━━━ Exercise input

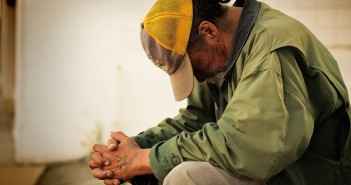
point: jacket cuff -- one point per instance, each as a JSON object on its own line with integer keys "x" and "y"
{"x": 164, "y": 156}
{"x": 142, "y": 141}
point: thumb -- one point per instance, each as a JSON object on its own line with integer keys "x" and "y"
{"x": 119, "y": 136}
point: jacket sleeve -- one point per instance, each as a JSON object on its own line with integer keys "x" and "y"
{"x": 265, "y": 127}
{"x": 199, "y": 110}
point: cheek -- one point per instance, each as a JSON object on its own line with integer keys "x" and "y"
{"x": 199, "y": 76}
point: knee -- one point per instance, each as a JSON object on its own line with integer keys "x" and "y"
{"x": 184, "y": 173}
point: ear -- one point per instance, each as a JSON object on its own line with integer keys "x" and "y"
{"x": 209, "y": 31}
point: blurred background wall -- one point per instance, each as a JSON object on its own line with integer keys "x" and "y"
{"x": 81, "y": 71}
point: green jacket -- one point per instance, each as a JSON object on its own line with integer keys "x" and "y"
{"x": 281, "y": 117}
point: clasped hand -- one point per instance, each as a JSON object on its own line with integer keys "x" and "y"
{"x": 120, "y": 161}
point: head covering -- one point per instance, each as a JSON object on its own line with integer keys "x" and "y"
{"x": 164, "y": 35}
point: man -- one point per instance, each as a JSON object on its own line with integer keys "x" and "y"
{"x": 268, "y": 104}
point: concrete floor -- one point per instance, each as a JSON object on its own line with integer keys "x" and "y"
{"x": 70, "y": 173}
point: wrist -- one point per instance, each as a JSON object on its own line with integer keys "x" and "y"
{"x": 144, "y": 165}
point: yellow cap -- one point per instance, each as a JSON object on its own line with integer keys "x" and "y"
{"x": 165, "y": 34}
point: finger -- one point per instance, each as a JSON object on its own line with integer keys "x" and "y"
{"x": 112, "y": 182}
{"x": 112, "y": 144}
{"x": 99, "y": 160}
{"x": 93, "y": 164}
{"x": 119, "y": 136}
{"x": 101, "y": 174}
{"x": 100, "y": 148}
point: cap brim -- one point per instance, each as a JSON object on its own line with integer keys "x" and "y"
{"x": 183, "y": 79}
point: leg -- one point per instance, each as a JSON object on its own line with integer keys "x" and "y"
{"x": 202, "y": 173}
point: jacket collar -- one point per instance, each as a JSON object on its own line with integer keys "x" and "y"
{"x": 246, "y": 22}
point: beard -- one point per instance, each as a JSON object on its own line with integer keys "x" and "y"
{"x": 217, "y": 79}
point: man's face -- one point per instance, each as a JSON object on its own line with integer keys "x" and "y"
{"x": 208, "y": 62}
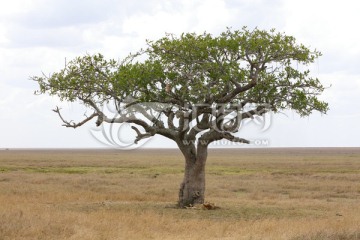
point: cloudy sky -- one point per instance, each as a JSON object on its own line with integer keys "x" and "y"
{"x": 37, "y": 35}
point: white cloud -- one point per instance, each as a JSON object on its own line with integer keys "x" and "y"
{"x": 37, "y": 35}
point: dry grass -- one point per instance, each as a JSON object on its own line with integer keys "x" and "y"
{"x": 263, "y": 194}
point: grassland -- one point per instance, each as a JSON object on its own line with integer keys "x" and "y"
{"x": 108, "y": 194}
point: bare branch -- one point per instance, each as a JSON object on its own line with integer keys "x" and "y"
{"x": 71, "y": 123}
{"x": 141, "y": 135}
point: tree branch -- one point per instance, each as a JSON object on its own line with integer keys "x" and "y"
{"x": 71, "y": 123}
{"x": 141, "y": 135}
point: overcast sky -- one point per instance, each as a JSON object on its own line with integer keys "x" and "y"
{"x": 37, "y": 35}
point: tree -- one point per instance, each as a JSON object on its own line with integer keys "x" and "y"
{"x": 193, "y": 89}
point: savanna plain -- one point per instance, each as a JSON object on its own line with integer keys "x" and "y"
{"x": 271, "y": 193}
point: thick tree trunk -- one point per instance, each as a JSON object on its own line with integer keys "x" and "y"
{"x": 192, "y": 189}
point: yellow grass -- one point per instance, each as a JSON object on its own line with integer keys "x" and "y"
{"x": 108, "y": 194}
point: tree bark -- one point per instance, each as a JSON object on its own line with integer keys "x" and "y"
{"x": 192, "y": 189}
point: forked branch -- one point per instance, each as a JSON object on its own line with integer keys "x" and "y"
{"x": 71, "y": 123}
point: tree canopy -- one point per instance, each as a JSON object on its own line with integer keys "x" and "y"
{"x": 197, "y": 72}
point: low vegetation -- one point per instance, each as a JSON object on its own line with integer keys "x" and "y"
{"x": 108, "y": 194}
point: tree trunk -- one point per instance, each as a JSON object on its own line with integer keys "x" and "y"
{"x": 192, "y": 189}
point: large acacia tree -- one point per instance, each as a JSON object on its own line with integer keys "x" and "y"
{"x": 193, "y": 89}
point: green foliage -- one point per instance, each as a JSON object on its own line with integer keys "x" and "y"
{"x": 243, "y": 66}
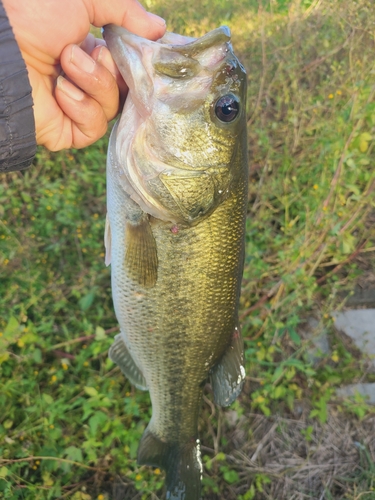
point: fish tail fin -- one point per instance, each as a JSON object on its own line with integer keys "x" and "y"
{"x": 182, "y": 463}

━━━━━━

Retype the whole of the data verbatim. Skip every picture.

point: jacket cuff -- one point per instance, each as a JSON object on its own line with integer keys "x" and "y"
{"x": 164, "y": 156}
{"x": 142, "y": 141}
point: thumb -- one point per instance, each as a JSON object on its own line with integer keys "x" and "y"
{"x": 119, "y": 136}
point: jacket sleeve -- one point per instance, each as a JSON object on its own line with integer keys "x" and "y"
{"x": 265, "y": 127}
{"x": 199, "y": 110}
point: cheek -- one point per instance, each as a JSON object on its own line with integer keys "x" and "y"
{"x": 199, "y": 76}
point: knee -- one point per instance, each as a JSON object on its own line with integer keys "x" and "y"
{"x": 184, "y": 173}
point: ear -- one point per instance, each as a JSON object on its own line with integer keys "x" and "y"
{"x": 209, "y": 31}
point: blurred background wall -- one point per instance, each as a JSON object on its own line with integer keys "x" and "y"
{"x": 81, "y": 71}
point: green jacket -- one point per instance, each as a JSON object on its own line with integer keys "x" and "y"
{"x": 281, "y": 117}
point: clasped hand -- one point per instance, each as a JSON object on its own line with integer keys "x" and "y"
{"x": 120, "y": 161}
point: head covering -- one point per instance, each as a JSON object on its own line with integer keys "x" and "y"
{"x": 164, "y": 35}
point: man -- one point per instance, each as a JSON object on its own line with integer keys "x" and "y"
{"x": 268, "y": 104}
point: concrete floor -- one point per instance, each as a JSON object on its own line with integer keys "x" and "y"
{"x": 70, "y": 173}
point: wrist -- one point per instance, each as a JSON object on its own line with integer keys "x" and "y"
{"x": 144, "y": 165}
point: yellow cap -- one point per instance, each as a JSON object on its own line with integer keys "x" and "y"
{"x": 165, "y": 34}
point: finger -- one point per instance, each as a JSON object on its own line with integer keys "x" and "y"
{"x": 112, "y": 182}
{"x": 112, "y": 144}
{"x": 99, "y": 160}
{"x": 93, "y": 164}
{"x": 119, "y": 136}
{"x": 101, "y": 174}
{"x": 100, "y": 148}
point: cap brim -- one point per instance, each as a JSON object on its own line with integer keys "x" and "y"
{"x": 183, "y": 79}
point: leg -- one point per instance, each as a JSON object on its own line with integer keys "x" and "y"
{"x": 202, "y": 173}
point: jacket collar -- one point per instance, each as a JSON object on its own line with integer keys "x" and "y"
{"x": 246, "y": 22}
point: beard -- one point per instance, each as a JSON object on its own line with integer keys "x" and "y"
{"x": 217, "y": 79}
point: man's face -- one point per instance, each as a JSON object on its own line with integer keys "x" and "y"
{"x": 208, "y": 62}
point: cloudy sky -- one point per instance, each as a JSON object on its own line with integer keys "x" and "y"
{"x": 37, "y": 35}
point: white cloud -- one point per instance, each as a JSON object on its own line with integer keys "x" and "y"
{"x": 37, "y": 35}
point: dry grass -- one point per instance, each as a JSON object on its own line with integer keys "x" and "y"
{"x": 263, "y": 194}
point: grassland -- one point per instance, each as a JSON object on its own line with integer keys "x" and "y"
{"x": 108, "y": 194}
point: bare branch -- one point per instance, each as a JSON object on its own line with integer keys "x" and "y"
{"x": 71, "y": 123}
{"x": 141, "y": 135}
point: tree branch -- one point per instance, each as a JSON object on its own line with integer keys "x" and "y"
{"x": 71, "y": 123}
{"x": 141, "y": 135}
point: overcast sky -- one point per instance, each as a JSON object on its own line with integer keys "x" and "y"
{"x": 37, "y": 35}
point: tree -- one point per instance, each as a JSON object on its own line with integer keys "x" and "y"
{"x": 193, "y": 89}
point: savanna plain -- one point per instance, each as a JSON object on its own line with integer keys "x" and "y"
{"x": 271, "y": 193}
point: thick tree trunk -- one point per instance, each as a JSON object on its own line with integer keys "x" and "y"
{"x": 192, "y": 189}
point: yellow grass -- one point per instance, each as a JSON object on its own line with integer keys "x" and "y"
{"x": 108, "y": 194}
point: tree bark -- one point per instance, each as a JSON object on its own line with integer keys "x" and "y"
{"x": 192, "y": 189}
point: forked branch -- one point per instance, each as a JSON object on its own line with integer keys "x" and "y"
{"x": 71, "y": 123}
point: tree canopy -- one point per instance, each as a JSON object on its own line with integer keys "x" and "y"
{"x": 197, "y": 72}
point: low vegetation -- one point per instance, each as a JSON object on its own line with integer keys "x" and "y"
{"x": 108, "y": 194}
point: tree trunk -- one point per instance, each as a JSON object on its own line with integer keys "x" and "y"
{"x": 192, "y": 189}
point: large acacia tree -- one point per instance, each as a JSON object on its own line with integer keys "x" and "y"
{"x": 193, "y": 89}
point: green foliage -- one point per instance, each as a JSON object on its own line with integer keys "x" and "y"
{"x": 243, "y": 66}
point: fish tail fin -- one point per instance, each as a JSON object on its own line with integer keys "x" and "y"
{"x": 182, "y": 463}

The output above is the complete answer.